Picture annotation entries
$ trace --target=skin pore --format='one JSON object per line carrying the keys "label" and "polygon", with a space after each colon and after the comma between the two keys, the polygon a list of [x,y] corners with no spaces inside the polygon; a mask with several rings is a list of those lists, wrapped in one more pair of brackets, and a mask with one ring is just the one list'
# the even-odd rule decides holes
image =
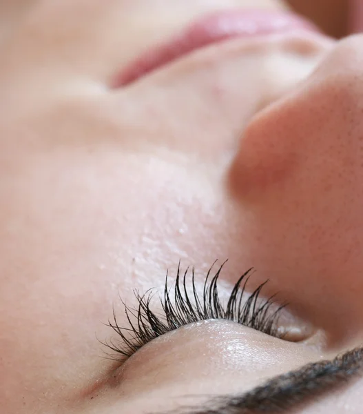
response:
{"label": "skin pore", "polygon": [[[1,410],[172,412],[360,347],[363,38],[234,39],[114,88],[196,19],[287,6],[21,3],[0,44]],[[247,291],[269,279],[295,337],[206,320],[105,357],[113,312],[129,326],[120,297],[137,307],[179,263],[203,291],[226,259],[221,297],[254,268]],[[291,412],[357,414],[362,389],[358,373]]]}

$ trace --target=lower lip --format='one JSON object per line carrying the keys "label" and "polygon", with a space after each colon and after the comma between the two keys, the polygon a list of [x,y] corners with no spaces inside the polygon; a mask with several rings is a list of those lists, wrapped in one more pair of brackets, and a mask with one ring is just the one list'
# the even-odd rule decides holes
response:
{"label": "lower lip", "polygon": [[229,10],[199,20],[172,40],[152,47],[122,71],[116,88],[125,86],[194,50],[234,38],[289,32],[317,32],[309,21],[293,13],[269,10]]}

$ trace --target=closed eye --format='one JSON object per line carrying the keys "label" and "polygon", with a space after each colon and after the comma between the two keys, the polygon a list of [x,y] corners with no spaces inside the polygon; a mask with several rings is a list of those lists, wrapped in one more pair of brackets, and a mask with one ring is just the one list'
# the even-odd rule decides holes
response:
{"label": "closed eye", "polygon": [[161,335],[185,325],[209,319],[232,321],[263,333],[281,337],[278,321],[286,305],[276,308],[273,296],[267,299],[261,299],[262,288],[267,282],[260,285],[252,293],[246,294],[252,269],[238,279],[227,299],[222,300],[218,282],[225,264],[212,276],[214,264],[207,274],[201,292],[196,286],[194,268],[191,269],[191,277],[189,277],[189,270],[182,274],[179,264],[174,288],[169,287],[167,272],[164,291],[158,298],[162,309],[160,315],[152,310],[154,289],[143,295],[134,290],[138,304],[137,306],[129,307],[123,302],[127,325],[124,327],[119,325],[114,310],[112,319],[107,324],[117,333],[116,339],[103,343],[116,353],[113,359],[123,362],[144,345]]}

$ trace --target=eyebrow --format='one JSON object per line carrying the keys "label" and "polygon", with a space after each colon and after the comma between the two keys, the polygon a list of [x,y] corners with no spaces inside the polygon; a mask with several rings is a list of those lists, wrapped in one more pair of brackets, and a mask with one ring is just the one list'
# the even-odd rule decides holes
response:
{"label": "eyebrow", "polygon": [[212,397],[203,406],[159,414],[284,414],[346,385],[362,372],[363,348],[355,348],[275,377],[251,391]]}

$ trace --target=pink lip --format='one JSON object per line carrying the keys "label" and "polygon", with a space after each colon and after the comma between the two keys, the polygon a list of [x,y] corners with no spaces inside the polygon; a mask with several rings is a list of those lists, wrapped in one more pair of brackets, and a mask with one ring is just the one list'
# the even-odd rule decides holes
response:
{"label": "pink lip", "polygon": [[211,43],[297,29],[318,31],[312,23],[289,12],[245,9],[216,12],[191,23],[171,40],[144,52],[127,65],[117,77],[114,86],[127,85],[193,50]]}

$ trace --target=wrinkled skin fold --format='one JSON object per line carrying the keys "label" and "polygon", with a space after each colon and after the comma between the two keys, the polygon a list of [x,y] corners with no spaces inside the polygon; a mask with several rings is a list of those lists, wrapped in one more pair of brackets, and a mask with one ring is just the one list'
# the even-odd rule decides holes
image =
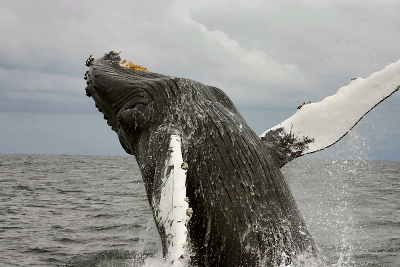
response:
{"label": "wrinkled skin fold", "polygon": [[218,88],[118,64],[116,53],[90,60],[86,93],[140,168],[156,214],[170,136],[182,140],[188,168],[188,226],[198,266],[276,266],[300,254],[323,262],[274,152]]}

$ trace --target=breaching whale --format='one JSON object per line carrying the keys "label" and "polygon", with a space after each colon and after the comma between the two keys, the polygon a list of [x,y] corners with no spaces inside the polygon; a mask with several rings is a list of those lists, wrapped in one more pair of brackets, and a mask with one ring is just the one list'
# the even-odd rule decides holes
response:
{"label": "breaching whale", "polygon": [[86,95],[136,158],[166,260],[323,266],[280,168],[332,146],[398,90],[400,60],[260,136],[218,88],[120,60],[114,52],[90,56]]}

[Do this]: Switch "even-odd" to "nonzero winding" everywhere it occurs in the material above and give all the lines again with nothing else altered. Leave the pictures out of your answer.

[The answer]:
$ trace --target=skin pore --format='one JSON object per line carrying the keys "label" and "polygon", with a space after each colon and after the comma between the two keys, the polygon a list of [x,y] corners with no spaces inside the polygon; a mask with several rings is a list of those lists, wrapped in one more pair of brackets, and a mask with one ring is just the one list'
# the nonzero winding rule decides holes
image =
response:
{"label": "skin pore", "polygon": [[[1,410],[172,412],[360,347],[363,38],[234,39],[114,88],[196,19],[287,6],[21,3],[0,44]],[[247,291],[269,279],[295,337],[206,320],[105,357],[113,312],[129,326],[120,297],[137,307],[179,263],[203,291],[226,259],[221,297],[254,268]],[[291,412],[357,414],[362,389],[358,373]]]}

$ trace --target=lower lip --format='one JSON object per line carrying the keys "label" and "polygon", with a space after each colon and after the comma between the two keys, the polygon a list of [x,y] corners with no spaces inside the polygon; a mask with several rings is a list of those lists, wrapped in one more pair of brackets, and a mask with one ring is just the one list'
# the nonzero winding rule decides holes
response:
{"label": "lower lip", "polygon": [[229,10],[199,20],[172,40],[152,47],[122,71],[116,88],[125,86],[194,50],[234,38],[289,32],[317,32],[309,21],[293,13],[269,10]]}

$ trace --target=closed eye --format='one JSON object per line carrying the keys "label" and "polygon", with a space after each colon and after the comma between the two keys, the polygon a list of [x,y] corners with no spaces inside the polygon; a mask with several rings is a list of those lists, wrapped in one more pair of brackets, and a mask with one ring is just the one list'
# the nonzero winding rule decides holes
response:
{"label": "closed eye", "polygon": [[161,335],[185,325],[209,319],[232,321],[263,333],[281,337],[278,321],[286,305],[276,308],[273,296],[267,299],[261,299],[262,288],[267,282],[260,285],[252,293],[246,294],[252,269],[238,279],[227,299],[222,300],[218,282],[225,264],[212,276],[214,264],[207,274],[201,292],[196,286],[194,268],[191,269],[191,277],[189,277],[189,270],[182,274],[179,264],[174,288],[169,287],[167,272],[164,291],[158,298],[162,309],[160,315],[152,310],[154,289],[143,295],[134,290],[138,304],[137,306],[129,307],[123,302],[127,325],[124,327],[119,325],[114,310],[112,319],[107,324],[117,333],[116,339],[103,343],[116,353],[113,359],[123,362],[144,345]]}

$ trace --target=eyebrow --format='one JSON object per line carrying the keys "label" and "polygon", with a space after each colon and after the comma between the two keys, the polygon a list of [x,y] corners with no spaces inside the polygon; a mask with several rings is a list of those lists, wrapped in one more pair of brackets, and a mask with one ring is just the one list'
# the nonzero winding rule decides holes
response:
{"label": "eyebrow", "polygon": [[212,397],[203,406],[159,414],[284,414],[346,385],[362,372],[363,348],[355,348],[275,377],[251,391]]}

$ trace --target=pink lip --format='one JSON object per line carrying the keys "label" and "polygon", with a space after each colon and after the comma between the two keys, the polygon a list of [x,y] corners with no spaces inside the polygon; a mask with several rings is a list of those lists, wrapped in one more pair of brackets, and a mask with one ring is just the one list'
# the nonzero winding rule decides holes
response:
{"label": "pink lip", "polygon": [[211,43],[297,29],[318,31],[312,23],[289,12],[245,9],[216,12],[191,23],[171,40],[144,52],[127,65],[117,77],[114,86],[127,85],[193,50]]}

$ trace --target=wrinkled skin fold --format='one JSON object per line carrying the keys "label" and "polygon", with a space after each colon and after the comma between the two keys, the polygon a list of [x,y] corners with no spaces inside the polygon; a mask with several rings is a list of those lists, wrapped in one more pair of brackets, and a mask with one ring is just the one list'
# the nonzero winding rule decides holes
image =
response:
{"label": "wrinkled skin fold", "polygon": [[218,88],[118,64],[116,53],[90,60],[86,93],[140,168],[156,214],[170,136],[182,140],[188,168],[188,226],[198,266],[276,266],[300,254],[323,262],[274,152]]}

$ trace --target=breaching whale --format='one JSON object per line carrying the keys "label" and "polygon", with a space after each colon and after the comma between the two keys, the polygon a list of [x,y] corners with no spaces inside the polygon; a mask with several rings is a list of those lists, wrapped in one more pair of brackets, and a mask with one ring is just the one list'
# the nonzero winding rule decides holes
response:
{"label": "breaching whale", "polygon": [[86,95],[136,158],[166,260],[323,266],[280,168],[332,146],[398,90],[400,60],[260,136],[218,88],[120,60],[114,52],[90,56]]}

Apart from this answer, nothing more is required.